▶ _Exercise directions_: From the line containing "note: each ring" onward, every line of the entries is to be set down exactly, the last line included.

▶ _Dataset records_:
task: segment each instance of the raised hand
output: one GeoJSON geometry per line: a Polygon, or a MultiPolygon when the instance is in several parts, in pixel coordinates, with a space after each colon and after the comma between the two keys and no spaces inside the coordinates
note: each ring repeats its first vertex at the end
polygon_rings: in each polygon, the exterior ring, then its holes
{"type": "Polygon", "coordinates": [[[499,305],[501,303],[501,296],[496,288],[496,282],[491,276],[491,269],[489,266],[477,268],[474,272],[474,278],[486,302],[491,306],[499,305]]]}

▶ _Answer for this exercise_:
note: each ring repeats its first vertex at the end
polygon_rings: in each polygon, the exterior ring, then its holes
{"type": "Polygon", "coordinates": [[[499,305],[501,303],[501,296],[496,288],[496,282],[491,276],[491,269],[489,266],[477,268],[474,272],[474,278],[486,302],[491,306],[499,305]]]}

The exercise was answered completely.